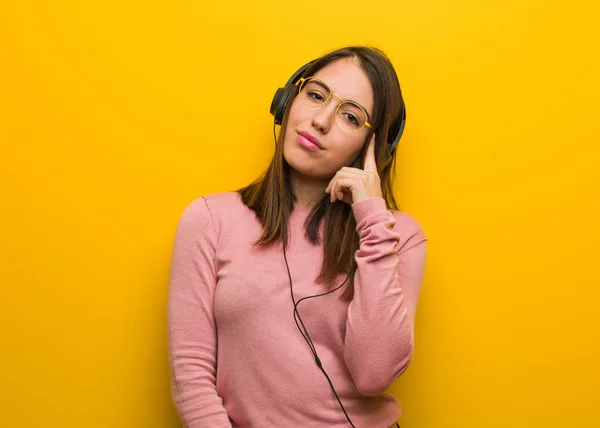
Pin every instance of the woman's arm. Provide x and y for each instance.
(379, 337)
(192, 331)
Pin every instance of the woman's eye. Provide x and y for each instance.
(351, 118)
(316, 96)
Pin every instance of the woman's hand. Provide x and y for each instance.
*-*-*
What needs to be done: Write out every line of these items again, requests included, and multiply each x and y coordinate in the answers by 1.9, rounding to whole numbers with halves going up. Keep the requests unchanged, and leave the pictures out of your answer.

Complete response:
Pin every instance of the woman's arm. Provide x and y for each instance.
(720, 640)
(365, 629)
Pin every instance of the woman's eye. Provide x and y for each instance.
(667, 224)
(600, 182)
Pin every instance of the woman's hand. Provide x and y for each instance.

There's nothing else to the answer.